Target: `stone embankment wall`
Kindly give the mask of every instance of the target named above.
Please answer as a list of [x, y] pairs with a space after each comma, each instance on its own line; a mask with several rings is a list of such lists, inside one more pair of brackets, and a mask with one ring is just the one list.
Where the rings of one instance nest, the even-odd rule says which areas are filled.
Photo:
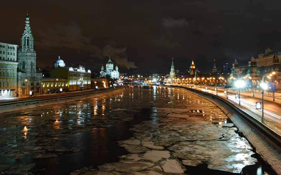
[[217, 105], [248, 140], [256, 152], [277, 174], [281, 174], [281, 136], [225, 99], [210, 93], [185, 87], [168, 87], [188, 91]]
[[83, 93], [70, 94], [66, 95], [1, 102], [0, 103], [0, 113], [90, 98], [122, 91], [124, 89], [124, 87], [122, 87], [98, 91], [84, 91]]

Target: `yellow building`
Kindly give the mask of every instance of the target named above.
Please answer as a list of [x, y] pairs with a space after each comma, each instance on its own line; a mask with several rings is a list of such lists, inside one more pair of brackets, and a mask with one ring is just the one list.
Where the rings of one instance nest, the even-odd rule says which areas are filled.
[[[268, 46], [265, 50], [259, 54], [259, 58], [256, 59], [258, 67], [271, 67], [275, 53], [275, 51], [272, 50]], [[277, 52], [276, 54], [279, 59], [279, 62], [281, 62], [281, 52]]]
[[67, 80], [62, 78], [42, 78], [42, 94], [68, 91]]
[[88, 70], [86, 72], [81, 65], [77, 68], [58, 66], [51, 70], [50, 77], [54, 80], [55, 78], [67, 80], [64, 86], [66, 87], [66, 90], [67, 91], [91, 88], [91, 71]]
● ● ●
◆ **What this task involves**
Format the lines of all the records above as a Markdown table with the columns No. and Line, giving each row a number and leaving out blank lines and pictures.

◆ **Solution to the problem**
| No. | Line |
|---|---|
| 1 | Target: `stone embankment wall` |
| 2 | Kindly give the mask of every instance of the target named above. |
| 3 | Please answer as a list of [x, y] pairs with a space after each comma, each instance on its own line; a mask with several rings is a list of such lists, inside one more pair of brackets, and a mask with one ring is just the one list. |
| 4 | Where the rings of one instance nest, the even-odd rule says which areas are filled. |
| 5 | Photo: |
| 6 | [[217, 105], [248, 140], [256, 152], [277, 174], [281, 174], [281, 136], [225, 99], [210, 93], [185, 87], [168, 87], [188, 91]] |
| 7 | [[83, 93], [70, 94], [66, 95], [1, 102], [0, 103], [0, 113], [90, 98], [122, 91], [124, 89], [124, 87], [122, 87], [98, 91], [84, 91]] |
| 8 | Target: `yellow building` |
| 9 | Kindly give the mask of every instance of the target named above. |
| 10 | Please answer as a list of [x, y] pairs with a space after each comma, each instance on its own line; a mask with several rings is a list of such lists, inside one more pair of brackets, and a mask with one ring is just the one list. |
| 11 | Where the rings of one instance nest, the even-odd rule says which areas are filled. |
| 12 | [[[268, 46], [265, 50], [259, 54], [259, 58], [256, 59], [258, 67], [271, 67], [275, 53], [275, 51], [272, 50]], [[277, 52], [276, 54], [279, 59], [279, 62], [281, 62], [281, 52]]] |
| 13 | [[67, 80], [62, 78], [42, 78], [42, 94], [68, 91]] |
| 14 | [[88, 70], [86, 72], [81, 65], [77, 68], [58, 66], [51, 70], [50, 77], [54, 80], [55, 78], [67, 80], [64, 86], [66, 87], [66, 90], [67, 91], [91, 88], [91, 71]] |